### TEXTE À LIRE
★ ★ ★

Thérapie de couple contre la dépression

Pourquoi cette revue est-elle importante ?

La dépression est un trouble mental courant caractérisé par un sentiment de tristesse, d’inutilité ou de culpabilité, une perte de plaisir dans la plupart des activités, des pensées de mort ou de suicide. La thérapie de couple a été suggérée comme traitement pour les couples dont l’un des partenaires est dépressif, en raison de l'association entre les symptômes dépressifs et la détresse relationnelle, du rôle des facteurs relationnels négatifs dans l'apparition et dans le maintien de la dépression, et de l'effet tampon du soutien intime et interpersonnel. La thérapie de couple fonctionne en modifiant les schémas interactionnels négatifs et en augmentant les aspects de soutien mutuel de la relation. Il est important de savoir si la thérapie de couple peut aider les personnes souffrant de dépression.

Qui s’intéressera à cette revue ?

Cette revue intéressera les personnes souffrant de dépression, leurs partenaires et les personnes qui leur prodiguent des soins.

À quelles questions cette revue cherche-t-elle à répondre ?

Cette revue avait pour objectif d’évaluer les données probantes sur les effets de la thérapie chez les couples dont l’un des partenaires est dépressif.

Quelles études ont été incluses dans la revue ?

Nous avons examiné des études sur des thérapies de couple dispensées en consultation externe à des couples dont l’un des partenaires avait reçu un diagnostic clinique de trouble dépressif. Nous avons inclus 14 études avec 651 participants. Treize de ces études étaient des essais contrôlés randomisés, où les participants ont été assignés au hasard au groupe de traitement par la thérapie de couple, ou au groupe de soins habituels. Cependant, une étude n'a pas été complètement randomisée en raison du manque de disponibilité des thérapeutes.

Que nous apportent les preuves de cette revue ?

Des données de faible qualité suggèrent que la thérapie de couple est aussi efficace que la psychothérapie individuelle pour traiter la dépression. Les personnes souffrant de dépression pourraient mieux s'en sortir en recevant une thérapie de couple qu'en l'absence de traitement, mais nous sommes très incertains de cet effet en raison de la très faible qualité des études. Pour la comparaison avec le traitement par antidépresseurs, les données disponibles étaient limitées. Bien que les données sur le faible nombre d’abandons favorisent la thérapie de couple, la très faible qualité des données affaiblit sérieusement ce résultat. La comparaison entre la thérapie de couple avec antidépresseurs et les antidépresseurs seuls n'a révélé aucune différence au niveau des symptômes dépressifs, mais les résultats étaient basés sur deux petites études. La thérapie de couple s'est avérée plus efficace que la psychothérapie individuelle pour réduire la détresse relationnelle, et cet effet s’est renforcé lorsque les couples en détresse étaient considérés séparément. Toutefois, ce résultat doit être pris avec des pincettes, en raison de la très faible qualité des études. La plupart des études ont été influencées par la petite taille des échantillons, le manque de clarté de la représentativité de l'échantillon, la perte de participants au suivi et le biais d'allégeance des chercheurs. De plus, il y a eu peu de suivis au-delà de 6 mois après la fin du traitement. Une seule étude a vérifié si l'amélioration des relations de couple avait entraîné une baisse de la dépression, et a trouvé des preuves à l'appui. Toutefois, le petit échantillon de cette étude et l'absence d'autres études étudiant cette hypothèse supposent que nous n'avons pas pu vérifier, dans le cadre de la présente revue, si cette conclusion était étayée. Bien qu'il soit difficile de tirer des conclusions fiables sur les différences entre la thérapie de couple et les autres traitements de la dépression, la possibilité d'améliorer les relations de couple peut favoriser ce choix lorsque la détresse relationnelle est un problème majeur.

★ ★ ★

### EXTRAITS DE DONNÉES
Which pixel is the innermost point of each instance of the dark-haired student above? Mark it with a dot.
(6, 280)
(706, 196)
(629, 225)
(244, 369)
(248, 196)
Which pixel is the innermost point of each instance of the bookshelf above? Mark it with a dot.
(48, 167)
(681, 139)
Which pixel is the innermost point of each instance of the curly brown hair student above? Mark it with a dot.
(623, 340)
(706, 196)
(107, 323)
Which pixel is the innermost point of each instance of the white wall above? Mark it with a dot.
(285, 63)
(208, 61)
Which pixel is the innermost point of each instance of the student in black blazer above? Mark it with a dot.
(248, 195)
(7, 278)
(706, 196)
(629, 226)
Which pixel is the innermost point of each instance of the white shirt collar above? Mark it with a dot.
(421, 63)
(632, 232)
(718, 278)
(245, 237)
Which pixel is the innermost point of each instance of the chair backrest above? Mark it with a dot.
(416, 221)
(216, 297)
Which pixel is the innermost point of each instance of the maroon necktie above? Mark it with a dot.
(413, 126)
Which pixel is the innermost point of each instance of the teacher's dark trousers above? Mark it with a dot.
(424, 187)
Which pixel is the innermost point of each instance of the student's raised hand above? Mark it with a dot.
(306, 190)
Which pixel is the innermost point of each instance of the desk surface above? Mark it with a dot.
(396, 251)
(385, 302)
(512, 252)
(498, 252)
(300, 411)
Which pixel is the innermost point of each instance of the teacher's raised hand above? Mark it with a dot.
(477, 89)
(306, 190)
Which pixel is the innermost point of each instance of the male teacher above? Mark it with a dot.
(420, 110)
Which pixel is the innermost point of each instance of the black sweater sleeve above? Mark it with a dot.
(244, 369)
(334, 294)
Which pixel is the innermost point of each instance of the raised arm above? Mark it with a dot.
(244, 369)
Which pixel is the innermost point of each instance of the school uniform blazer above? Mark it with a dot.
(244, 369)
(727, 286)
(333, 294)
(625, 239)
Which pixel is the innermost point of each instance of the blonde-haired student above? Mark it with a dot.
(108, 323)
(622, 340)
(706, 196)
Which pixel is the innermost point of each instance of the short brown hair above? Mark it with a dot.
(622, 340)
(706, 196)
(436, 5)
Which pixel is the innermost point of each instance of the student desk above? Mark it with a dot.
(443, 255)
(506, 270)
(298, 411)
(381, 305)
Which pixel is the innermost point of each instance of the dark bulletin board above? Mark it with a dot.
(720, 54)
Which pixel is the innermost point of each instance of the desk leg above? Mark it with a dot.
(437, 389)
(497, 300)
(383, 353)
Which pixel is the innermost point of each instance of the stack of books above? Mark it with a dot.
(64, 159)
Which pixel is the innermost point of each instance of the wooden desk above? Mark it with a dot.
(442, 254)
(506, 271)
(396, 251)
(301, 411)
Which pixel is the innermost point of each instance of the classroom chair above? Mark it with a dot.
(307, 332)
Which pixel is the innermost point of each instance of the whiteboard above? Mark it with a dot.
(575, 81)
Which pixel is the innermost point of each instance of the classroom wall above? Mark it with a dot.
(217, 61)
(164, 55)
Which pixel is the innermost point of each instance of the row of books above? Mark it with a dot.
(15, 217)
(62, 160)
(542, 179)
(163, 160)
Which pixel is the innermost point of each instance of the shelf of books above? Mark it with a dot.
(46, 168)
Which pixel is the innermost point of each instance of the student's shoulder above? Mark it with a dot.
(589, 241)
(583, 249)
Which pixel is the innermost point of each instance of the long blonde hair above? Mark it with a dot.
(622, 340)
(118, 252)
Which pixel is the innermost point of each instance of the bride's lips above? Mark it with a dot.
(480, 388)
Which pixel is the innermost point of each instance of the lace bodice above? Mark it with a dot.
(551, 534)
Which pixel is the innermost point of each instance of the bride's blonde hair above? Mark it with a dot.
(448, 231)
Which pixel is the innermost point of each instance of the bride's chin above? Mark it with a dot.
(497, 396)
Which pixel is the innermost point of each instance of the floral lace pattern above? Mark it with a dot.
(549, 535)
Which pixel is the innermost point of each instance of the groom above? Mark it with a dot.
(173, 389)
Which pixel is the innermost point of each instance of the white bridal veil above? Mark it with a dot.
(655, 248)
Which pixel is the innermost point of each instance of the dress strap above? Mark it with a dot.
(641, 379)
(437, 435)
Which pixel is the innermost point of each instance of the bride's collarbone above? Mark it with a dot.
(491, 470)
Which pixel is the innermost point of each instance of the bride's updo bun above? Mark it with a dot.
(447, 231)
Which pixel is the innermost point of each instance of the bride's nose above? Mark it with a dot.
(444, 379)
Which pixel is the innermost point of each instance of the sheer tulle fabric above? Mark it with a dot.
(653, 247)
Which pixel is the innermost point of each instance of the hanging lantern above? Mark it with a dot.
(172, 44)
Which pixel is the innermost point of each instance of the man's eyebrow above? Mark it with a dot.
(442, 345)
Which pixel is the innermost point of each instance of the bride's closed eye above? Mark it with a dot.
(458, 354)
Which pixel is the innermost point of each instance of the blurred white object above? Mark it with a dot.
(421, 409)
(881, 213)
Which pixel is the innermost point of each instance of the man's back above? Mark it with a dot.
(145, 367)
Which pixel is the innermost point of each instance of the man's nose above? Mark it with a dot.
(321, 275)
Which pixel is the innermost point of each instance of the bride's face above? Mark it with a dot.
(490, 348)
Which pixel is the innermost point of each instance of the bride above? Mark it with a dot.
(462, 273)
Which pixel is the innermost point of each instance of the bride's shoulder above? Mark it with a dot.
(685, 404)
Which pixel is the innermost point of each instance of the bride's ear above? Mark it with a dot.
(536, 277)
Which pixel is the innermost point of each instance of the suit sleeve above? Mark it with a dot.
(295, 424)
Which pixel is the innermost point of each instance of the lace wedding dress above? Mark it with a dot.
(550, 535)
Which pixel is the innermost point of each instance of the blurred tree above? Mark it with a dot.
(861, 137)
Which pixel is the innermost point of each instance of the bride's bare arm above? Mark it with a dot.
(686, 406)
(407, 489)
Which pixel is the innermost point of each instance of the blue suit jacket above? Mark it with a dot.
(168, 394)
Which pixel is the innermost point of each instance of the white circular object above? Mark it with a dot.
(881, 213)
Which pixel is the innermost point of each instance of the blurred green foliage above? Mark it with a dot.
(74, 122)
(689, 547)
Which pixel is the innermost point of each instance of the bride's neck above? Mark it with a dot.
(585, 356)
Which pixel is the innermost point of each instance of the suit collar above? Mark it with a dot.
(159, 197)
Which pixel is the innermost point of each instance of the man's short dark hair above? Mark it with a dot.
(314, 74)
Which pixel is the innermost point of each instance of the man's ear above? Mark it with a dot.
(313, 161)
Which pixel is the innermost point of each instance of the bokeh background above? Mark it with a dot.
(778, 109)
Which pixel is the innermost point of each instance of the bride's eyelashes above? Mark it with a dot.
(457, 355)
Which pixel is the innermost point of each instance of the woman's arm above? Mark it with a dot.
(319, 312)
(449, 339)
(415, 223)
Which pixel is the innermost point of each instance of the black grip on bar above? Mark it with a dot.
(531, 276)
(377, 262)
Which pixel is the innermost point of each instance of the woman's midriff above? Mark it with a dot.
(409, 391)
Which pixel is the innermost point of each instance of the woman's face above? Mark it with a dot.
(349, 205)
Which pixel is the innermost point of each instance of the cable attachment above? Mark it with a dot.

★ ★ ★

### CONSIGNE
Répondez à ces questions d'après le texte sur la thérapie de couple contre la dépression.
(a) Comment fonctionne la thérapie de couple ?
(b) Combien d'études et de participants la revue a-t-elle inclus ?
(c) Pourquoi une des études n'a-t-elle pas été complètement randomisée ?

### CORRIGÉ
(a) Elle modifie les schémas interactionnels négatifs et augmente les aspects de soutien mutuel de la relation.
(b) 14 études avec 651 participants.
(c) En raison du manque de disponibilité des thérapeutes.